RECORDS FOR THIS EXERCISE:
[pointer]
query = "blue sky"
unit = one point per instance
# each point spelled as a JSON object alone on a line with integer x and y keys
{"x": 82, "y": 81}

AIM OF THE EXERCISE: No line may be altered or left out when the data is written out.

SOLUTION FOR THIS EXERCISE:
[pointer]
query = "blue sky"
unit = one point per instance
# each point spelled as a JSON object alone on a line with integer x and y keys
{"x": 82, "y": 81}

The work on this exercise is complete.